**PROVIDED PASSAGE:**
= = = =

Hi,
As a follow up from the community meeting this week, I wanted to start the discussion of the two dialects we seem to be building in parallel:
- A tile dialect (tpp for us, vmvx in IREE)
- A micro-kernel dispatch dialect (xsmm for us, ukernel for IREE)
We have a more evolved design, because this is our core research, but it's also very much biased to the library we created (libxsmm) and so is probably not very representative of all other libraries that IREE and other MLIR users need.
Our dialect documents are a little outdated but they still give the general gist of what we're trying to do:
Note: TPP on tensors we'll use DPS to match other dialects.
Our vision is that we need to separate the layers into a list of canonical representations, from ingress to hardware dispatch, across multiple MLIR compilers, to focus on appropriate semantics at the right level.
We don't want to have our own list and it doesn't help if IREE has its own either, as we can't use it (or any other non-upstream project), otherwise we'd be stuck with a single framework, and upstreaming those dialects would fragment the overall MLIR design, not unify it.

= = = =

**DATA RECORDS:**
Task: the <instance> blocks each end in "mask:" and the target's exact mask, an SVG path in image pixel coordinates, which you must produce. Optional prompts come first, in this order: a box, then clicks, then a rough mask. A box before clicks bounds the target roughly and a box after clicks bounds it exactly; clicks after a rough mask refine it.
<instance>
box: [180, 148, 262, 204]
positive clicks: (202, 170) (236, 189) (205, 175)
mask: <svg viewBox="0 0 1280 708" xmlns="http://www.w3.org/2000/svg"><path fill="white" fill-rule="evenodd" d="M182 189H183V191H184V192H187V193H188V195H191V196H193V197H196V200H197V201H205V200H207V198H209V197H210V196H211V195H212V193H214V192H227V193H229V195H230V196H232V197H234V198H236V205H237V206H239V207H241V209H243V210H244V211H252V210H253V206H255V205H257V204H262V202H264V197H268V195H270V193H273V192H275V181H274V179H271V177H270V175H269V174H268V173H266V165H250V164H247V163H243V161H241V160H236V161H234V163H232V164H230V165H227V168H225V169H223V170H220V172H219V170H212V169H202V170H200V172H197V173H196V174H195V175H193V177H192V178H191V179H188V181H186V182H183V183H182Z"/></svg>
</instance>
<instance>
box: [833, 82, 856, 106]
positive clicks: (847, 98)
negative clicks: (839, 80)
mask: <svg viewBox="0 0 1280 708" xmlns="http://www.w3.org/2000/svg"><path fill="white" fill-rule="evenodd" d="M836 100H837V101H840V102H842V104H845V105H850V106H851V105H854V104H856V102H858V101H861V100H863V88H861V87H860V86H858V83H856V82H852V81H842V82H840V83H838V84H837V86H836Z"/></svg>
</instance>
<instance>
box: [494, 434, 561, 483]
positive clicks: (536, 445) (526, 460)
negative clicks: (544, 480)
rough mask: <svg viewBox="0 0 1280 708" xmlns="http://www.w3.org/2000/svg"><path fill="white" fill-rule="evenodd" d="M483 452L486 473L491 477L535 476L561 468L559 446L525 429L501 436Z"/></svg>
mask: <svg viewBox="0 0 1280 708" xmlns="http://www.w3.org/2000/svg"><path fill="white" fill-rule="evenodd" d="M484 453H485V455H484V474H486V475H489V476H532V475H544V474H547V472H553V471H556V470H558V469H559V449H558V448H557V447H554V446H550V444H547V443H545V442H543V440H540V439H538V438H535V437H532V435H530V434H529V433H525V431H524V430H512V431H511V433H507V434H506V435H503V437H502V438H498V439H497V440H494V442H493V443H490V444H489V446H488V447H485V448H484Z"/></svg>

= = = =

Answer these about the dialect post:
1. What is IREE's counterpart to the tpp tile dialect?
2. Which library is the poster's design said to be biased toward?
3. What will TPP on tensors use to match other dialects?

**RESULT FOR THIS EXERCISE:**
1. vmvx
2. libxsmm
3. DPS